=== Task goal ===
Copy the records from the line containing "Target: parked car" through the end of the records, switching "parked car" to "delivery van" and leaving everything else unchanged.

+ + + +

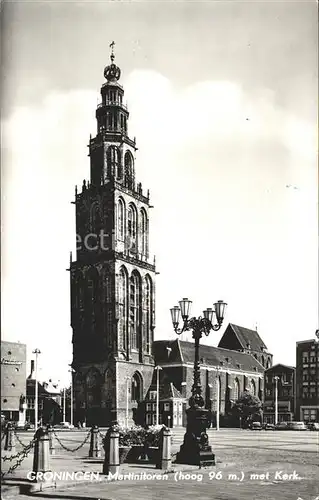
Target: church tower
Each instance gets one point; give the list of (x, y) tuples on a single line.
[(112, 278)]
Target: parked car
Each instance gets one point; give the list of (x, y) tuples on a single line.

+ + + +

=== Exercise solution ===
Target: delivery van
Each instance gets one point; give the list of (x, y) tuples on a single line.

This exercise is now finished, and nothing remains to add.